Exercise description:
Can you gather and copy out every line of the rows below that contains the word "spot"?

--- Dataset content ---

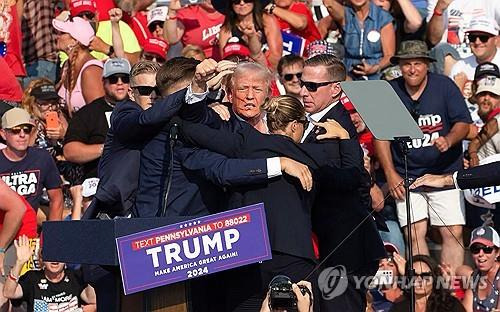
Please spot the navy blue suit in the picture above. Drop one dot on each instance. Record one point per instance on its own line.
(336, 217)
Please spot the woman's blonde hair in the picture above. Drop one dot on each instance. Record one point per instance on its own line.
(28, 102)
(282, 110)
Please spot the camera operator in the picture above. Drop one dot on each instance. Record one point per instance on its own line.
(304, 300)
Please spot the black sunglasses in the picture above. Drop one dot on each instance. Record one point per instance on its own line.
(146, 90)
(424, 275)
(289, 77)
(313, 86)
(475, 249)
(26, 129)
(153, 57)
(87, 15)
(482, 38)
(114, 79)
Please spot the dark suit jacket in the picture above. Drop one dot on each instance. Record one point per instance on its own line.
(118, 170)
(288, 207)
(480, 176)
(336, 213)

---
--- Dataset content ---

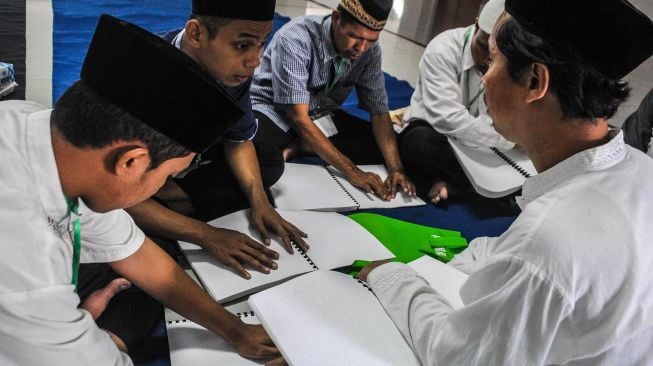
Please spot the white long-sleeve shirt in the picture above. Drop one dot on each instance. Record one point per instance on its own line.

---

Response to this exercise:
Please spot the navy blue suit in the picture above. Drop one dot on each instance. Record one point per instance on its own line.
Please spot the woman's blonde hair in the picture above. Drop one dot on each instance. Record one point per instance on its own line.
Please spot the camera operator in the picture above. Drop one dot on each instance. Record one point per instance on its own line.
Please spot the black sunglasses in the picture above. Drop one dot on each instance. Record one point per instance on its own line.
Please spot the dark suit jacket in the picture above. Drop one dot on each instance. Record one point per instance on its own line.
Please spot the white long-sleeve shirt in the picture above. Drop one dot on each instance. Record one point per instance on its own line.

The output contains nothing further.